Entries taken from a collection:
+ + + + + + +
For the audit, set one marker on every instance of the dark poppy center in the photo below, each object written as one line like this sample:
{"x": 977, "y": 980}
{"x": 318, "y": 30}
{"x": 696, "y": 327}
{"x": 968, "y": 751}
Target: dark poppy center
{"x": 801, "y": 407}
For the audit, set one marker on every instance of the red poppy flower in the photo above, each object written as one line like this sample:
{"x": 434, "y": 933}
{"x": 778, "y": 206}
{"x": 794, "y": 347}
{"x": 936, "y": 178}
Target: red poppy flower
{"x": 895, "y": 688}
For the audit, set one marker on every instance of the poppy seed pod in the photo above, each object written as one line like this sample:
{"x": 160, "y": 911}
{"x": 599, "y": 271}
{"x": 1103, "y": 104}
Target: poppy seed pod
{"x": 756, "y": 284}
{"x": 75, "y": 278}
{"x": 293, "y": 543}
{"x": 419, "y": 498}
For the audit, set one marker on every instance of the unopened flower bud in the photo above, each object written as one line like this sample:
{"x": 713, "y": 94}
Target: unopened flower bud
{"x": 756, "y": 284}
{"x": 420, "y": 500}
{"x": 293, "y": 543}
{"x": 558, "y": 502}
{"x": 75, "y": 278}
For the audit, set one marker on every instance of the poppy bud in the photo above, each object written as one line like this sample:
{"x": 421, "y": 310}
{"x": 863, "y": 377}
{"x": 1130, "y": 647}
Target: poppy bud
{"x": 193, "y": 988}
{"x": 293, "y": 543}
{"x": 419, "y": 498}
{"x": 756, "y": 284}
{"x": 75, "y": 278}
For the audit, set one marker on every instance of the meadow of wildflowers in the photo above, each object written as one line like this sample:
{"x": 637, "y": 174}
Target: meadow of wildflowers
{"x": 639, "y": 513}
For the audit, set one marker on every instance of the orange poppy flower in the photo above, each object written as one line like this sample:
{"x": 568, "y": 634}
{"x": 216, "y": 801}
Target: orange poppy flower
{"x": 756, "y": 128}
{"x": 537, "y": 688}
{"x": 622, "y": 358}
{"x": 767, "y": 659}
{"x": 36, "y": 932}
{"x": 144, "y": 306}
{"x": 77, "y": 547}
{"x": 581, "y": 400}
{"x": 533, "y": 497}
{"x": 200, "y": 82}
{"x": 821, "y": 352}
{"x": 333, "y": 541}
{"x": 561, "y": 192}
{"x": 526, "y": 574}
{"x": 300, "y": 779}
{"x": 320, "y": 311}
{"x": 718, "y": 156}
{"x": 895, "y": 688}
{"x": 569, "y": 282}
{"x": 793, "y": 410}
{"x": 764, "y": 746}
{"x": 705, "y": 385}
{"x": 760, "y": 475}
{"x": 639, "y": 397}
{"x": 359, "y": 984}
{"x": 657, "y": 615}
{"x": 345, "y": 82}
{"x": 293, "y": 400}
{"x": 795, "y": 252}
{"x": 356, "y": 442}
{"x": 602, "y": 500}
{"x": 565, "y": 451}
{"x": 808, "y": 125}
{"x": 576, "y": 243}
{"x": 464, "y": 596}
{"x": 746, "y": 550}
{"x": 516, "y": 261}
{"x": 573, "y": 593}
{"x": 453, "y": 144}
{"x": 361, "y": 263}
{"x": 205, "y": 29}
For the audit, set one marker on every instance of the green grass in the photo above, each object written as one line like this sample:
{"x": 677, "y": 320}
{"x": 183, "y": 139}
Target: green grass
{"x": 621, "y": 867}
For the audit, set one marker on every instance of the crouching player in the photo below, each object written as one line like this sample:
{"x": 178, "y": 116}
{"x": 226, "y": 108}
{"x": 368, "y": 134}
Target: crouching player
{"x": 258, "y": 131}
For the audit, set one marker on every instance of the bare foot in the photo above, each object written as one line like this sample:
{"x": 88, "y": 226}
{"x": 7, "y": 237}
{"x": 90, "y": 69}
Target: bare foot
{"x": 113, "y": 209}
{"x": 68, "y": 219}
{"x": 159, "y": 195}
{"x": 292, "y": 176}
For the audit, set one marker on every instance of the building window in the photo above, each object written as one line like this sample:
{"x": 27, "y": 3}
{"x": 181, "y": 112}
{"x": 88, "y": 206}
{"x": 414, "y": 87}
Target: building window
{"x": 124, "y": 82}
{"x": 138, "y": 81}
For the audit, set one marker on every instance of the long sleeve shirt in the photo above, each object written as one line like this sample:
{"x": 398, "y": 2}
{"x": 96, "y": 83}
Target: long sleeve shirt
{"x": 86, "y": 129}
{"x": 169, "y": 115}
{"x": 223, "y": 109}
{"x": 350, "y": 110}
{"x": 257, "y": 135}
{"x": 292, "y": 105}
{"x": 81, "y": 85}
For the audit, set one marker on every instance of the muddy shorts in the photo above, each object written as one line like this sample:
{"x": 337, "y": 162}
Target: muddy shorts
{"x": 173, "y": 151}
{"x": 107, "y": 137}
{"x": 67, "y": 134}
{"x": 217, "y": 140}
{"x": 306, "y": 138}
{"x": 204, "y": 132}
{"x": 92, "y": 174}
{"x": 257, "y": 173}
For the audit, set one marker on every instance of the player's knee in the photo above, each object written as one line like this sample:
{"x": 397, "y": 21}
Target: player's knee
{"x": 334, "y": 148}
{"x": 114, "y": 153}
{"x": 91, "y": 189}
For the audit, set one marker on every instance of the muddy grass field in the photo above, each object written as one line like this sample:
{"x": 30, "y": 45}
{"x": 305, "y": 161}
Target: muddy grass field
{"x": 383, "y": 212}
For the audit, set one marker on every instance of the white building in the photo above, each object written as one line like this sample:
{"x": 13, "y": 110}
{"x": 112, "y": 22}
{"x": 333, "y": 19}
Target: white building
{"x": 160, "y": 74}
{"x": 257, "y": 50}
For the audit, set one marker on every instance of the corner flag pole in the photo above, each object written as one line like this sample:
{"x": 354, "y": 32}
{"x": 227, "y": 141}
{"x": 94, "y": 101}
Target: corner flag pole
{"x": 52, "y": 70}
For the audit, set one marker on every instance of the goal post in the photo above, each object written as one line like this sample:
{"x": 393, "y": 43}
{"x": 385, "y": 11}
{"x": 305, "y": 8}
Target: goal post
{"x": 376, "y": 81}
+ + + + + + +
• _Work task_:
Search the data above for lines holding "below" and copy each of them.

• _Solution for this problem_:
For the audit, set one marker on every instance of the dark poppy center in the photo below, each object written as one line like this sample:
For the audit, set one marker on every instance of the crouching player in the photo below, each object written as one line like this sample:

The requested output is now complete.